# [Task details]
Reproduction without pictures: print every entry precisely as written.

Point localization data
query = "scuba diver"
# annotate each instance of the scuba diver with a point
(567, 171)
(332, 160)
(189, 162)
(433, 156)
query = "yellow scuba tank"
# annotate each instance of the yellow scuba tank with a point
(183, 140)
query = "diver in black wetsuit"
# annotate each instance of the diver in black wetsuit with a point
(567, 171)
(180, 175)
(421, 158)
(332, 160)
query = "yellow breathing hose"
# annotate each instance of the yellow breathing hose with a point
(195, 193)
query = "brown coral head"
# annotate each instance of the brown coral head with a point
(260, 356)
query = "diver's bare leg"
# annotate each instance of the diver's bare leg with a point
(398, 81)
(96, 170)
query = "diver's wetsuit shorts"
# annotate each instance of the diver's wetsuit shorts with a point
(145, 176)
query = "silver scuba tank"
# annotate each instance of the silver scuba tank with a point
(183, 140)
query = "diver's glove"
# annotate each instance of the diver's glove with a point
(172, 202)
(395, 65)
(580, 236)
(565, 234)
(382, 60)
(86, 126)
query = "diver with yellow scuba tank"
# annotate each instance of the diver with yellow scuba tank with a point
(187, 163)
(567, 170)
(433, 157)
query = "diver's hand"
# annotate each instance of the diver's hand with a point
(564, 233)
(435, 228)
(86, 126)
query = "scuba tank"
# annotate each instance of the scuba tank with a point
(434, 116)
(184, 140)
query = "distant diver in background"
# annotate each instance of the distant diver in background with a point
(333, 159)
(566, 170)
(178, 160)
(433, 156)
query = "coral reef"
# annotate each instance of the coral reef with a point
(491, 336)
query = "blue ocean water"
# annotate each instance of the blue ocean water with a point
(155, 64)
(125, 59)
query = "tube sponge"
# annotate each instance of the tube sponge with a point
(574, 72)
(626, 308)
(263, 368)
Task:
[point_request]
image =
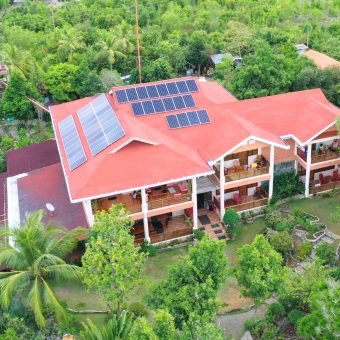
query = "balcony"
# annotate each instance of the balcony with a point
(241, 203)
(163, 228)
(317, 157)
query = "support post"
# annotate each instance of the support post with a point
(309, 161)
(222, 181)
(194, 199)
(145, 215)
(271, 171)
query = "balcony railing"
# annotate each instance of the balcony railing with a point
(316, 157)
(170, 200)
(234, 175)
(324, 187)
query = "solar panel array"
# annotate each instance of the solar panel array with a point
(165, 89)
(74, 149)
(100, 124)
(186, 119)
(163, 105)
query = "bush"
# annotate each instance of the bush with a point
(287, 184)
(231, 218)
(304, 250)
(275, 311)
(281, 242)
(148, 249)
(138, 309)
(327, 253)
(294, 316)
(199, 234)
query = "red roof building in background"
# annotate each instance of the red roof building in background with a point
(161, 171)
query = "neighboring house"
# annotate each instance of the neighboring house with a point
(187, 147)
(321, 60)
(218, 58)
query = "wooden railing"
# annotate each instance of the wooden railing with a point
(237, 175)
(171, 234)
(251, 203)
(324, 187)
(322, 157)
(167, 201)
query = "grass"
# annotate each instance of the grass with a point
(156, 269)
(323, 207)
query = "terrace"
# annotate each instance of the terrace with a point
(246, 202)
(255, 165)
(322, 155)
(157, 197)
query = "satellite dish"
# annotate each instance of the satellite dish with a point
(50, 207)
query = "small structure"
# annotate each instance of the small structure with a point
(217, 59)
(321, 60)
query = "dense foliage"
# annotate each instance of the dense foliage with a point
(76, 49)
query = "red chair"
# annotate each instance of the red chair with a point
(336, 176)
(237, 199)
(322, 179)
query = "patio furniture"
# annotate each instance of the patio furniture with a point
(237, 199)
(336, 176)
(323, 179)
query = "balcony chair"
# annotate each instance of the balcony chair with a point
(336, 176)
(237, 199)
(323, 179)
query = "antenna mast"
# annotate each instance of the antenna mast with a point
(138, 46)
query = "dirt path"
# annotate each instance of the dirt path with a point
(233, 324)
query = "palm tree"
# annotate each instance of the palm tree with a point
(35, 256)
(108, 46)
(116, 328)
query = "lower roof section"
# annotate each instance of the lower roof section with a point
(47, 185)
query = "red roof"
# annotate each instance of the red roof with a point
(32, 157)
(321, 60)
(151, 153)
(47, 185)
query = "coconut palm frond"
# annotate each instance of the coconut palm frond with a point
(35, 301)
(10, 284)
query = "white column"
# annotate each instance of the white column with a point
(145, 216)
(194, 199)
(222, 181)
(88, 211)
(271, 171)
(309, 161)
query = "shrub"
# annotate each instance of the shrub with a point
(294, 316)
(148, 248)
(304, 250)
(281, 242)
(287, 184)
(275, 311)
(138, 309)
(285, 225)
(199, 234)
(272, 217)
(231, 218)
(327, 253)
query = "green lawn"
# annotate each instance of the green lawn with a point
(321, 207)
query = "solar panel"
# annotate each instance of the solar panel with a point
(162, 105)
(73, 148)
(192, 86)
(100, 124)
(165, 89)
(185, 119)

# [Solution for this exercise]
query = "scuba diver"
# annotate each instance of the scuba diver with a point
(567, 171)
(332, 160)
(189, 162)
(433, 156)
query = "yellow scuba tank"
# annotate each instance of the yellow scuba tank with a point
(183, 140)
query = "diver in black wetsuit"
# annotate each instance of the diver in black wetsuit with a point
(567, 171)
(180, 175)
(421, 158)
(332, 160)
query = "yellow breathing hose"
# annotate each instance of the yellow breathing hose with a point
(195, 193)
query = "brown coral head"
# annotate each instance of the brown coral head with a point
(260, 356)
query = "diver's bare leg"
# annotate each instance of the diver's bare leg with a point
(398, 81)
(96, 170)
query = "diver's wetsuit shorts"
# annotate each instance of the diver's wetsuit shorts with a point
(145, 176)
query = "silver scuba tank"
# annotate each instance of the silver scuba tank with a point
(183, 140)
query = "diver's glove"
# annotate each instance of the diver's glove with a point
(172, 202)
(395, 65)
(580, 236)
(565, 234)
(382, 60)
(86, 126)
query = "diver with yellow scuba tank"
# annotate each instance of the diver with yellow scuba tank with a point
(187, 163)
(567, 170)
(433, 157)
query = "diver's hand"
# annotate each instance of the diver's hand with a point
(564, 233)
(435, 228)
(86, 126)
query = "scuba tank"
# annotate each instance of the scuba tank with a point
(434, 116)
(184, 140)
query = "distant diver in background"
# annotate each instance of the distant diver in background with a point
(333, 159)
(566, 170)
(178, 160)
(433, 156)
query = "coral reef"
# annotate each instance of the coral reef with a point
(491, 336)
query = "blue ocean water"
# annotate each instance of the blue ocean water with a point
(155, 64)
(125, 59)
query = "tube sponge"
# annotate each instance of the tube sponge with a point
(574, 72)
(626, 308)
(263, 368)
Task:
[point_request]
image =
query = "balcony"
# annotate each instance of the balcony with a point
(241, 203)
(163, 228)
(317, 157)
query = "support post"
# annotate each instance of the support post with a point
(309, 161)
(222, 181)
(194, 199)
(145, 215)
(271, 171)
query = "balcony railing"
# annotate each instance of the balcony railing with a point
(316, 157)
(170, 200)
(234, 175)
(324, 187)
query = "solar panel array"
# annotate each instance of the solar panel array with a point
(165, 89)
(74, 149)
(100, 124)
(186, 119)
(163, 105)
query = "bush"
# annotate each instance of the bush with a point
(287, 184)
(231, 218)
(304, 250)
(275, 311)
(281, 242)
(148, 249)
(138, 309)
(327, 253)
(294, 316)
(199, 234)
query = "red roof building in background"
# annotate each instance of the red roof building in background with a point
(161, 171)
query = "neighboring house"
# annotate each instance of the neighboring house with a point
(187, 147)
(321, 60)
(218, 58)
query = "wooden railing"
# annotate each instance of the wooden railing with a point
(237, 175)
(171, 234)
(251, 203)
(324, 187)
(322, 157)
(167, 201)
query = "grass"
# annotate each instance of the grass with a point
(156, 269)
(323, 207)
query = "terrace"
# annotate each instance of the terrace with a point
(246, 202)
(255, 165)
(322, 155)
(157, 197)
query = "satellite dish"
# annotate each instance of the satellite dish with a point
(50, 207)
query = "small structure"
# annotate each instance of the small structure with a point
(217, 59)
(321, 60)
query = "dense foliage"
# annotate each instance of the dense foliage with a point
(76, 49)
query = "red chair"
# annotate each instance of the red chair with a point
(336, 176)
(237, 199)
(322, 179)
query = "patio furniture"
# annotate each instance of the patio furniture with a point
(237, 199)
(336, 176)
(323, 179)
query = "balcony chair"
# annotate each instance of the balcony chair with a point
(336, 176)
(237, 199)
(323, 179)
query = "antenna mast"
# annotate each instance of the antenna mast with a point
(138, 46)
query = "dirt path"
# annotate each instance of the dirt path with a point
(233, 324)
query = "palm tree"
# annotate each instance of the palm tree with a point
(35, 256)
(108, 46)
(116, 328)
query = "lower roof section"
# annotate each instance of the lower roof section with a point
(47, 185)
query = "red roof"
# annotate each instance of the red roof with a point
(32, 157)
(321, 60)
(151, 153)
(47, 185)
query = "coconut palm frond"
# annotate each instance of the coconut palm frond with a point
(35, 301)
(10, 284)
query = "white column"
# annotate each instance of the white column with a point
(145, 216)
(194, 199)
(222, 181)
(88, 211)
(271, 171)
(309, 161)
query = "shrub"
# annotate each instance of the shrub with a point
(294, 316)
(148, 248)
(304, 250)
(281, 242)
(287, 184)
(275, 311)
(138, 309)
(285, 225)
(199, 234)
(272, 217)
(231, 218)
(327, 253)
query = "green lawn"
# annotate each instance of the green lawn with a point
(321, 207)
query = "solar panel"
# annotate each instance of the solar panel with a point
(162, 105)
(73, 148)
(192, 86)
(100, 124)
(165, 89)
(185, 119)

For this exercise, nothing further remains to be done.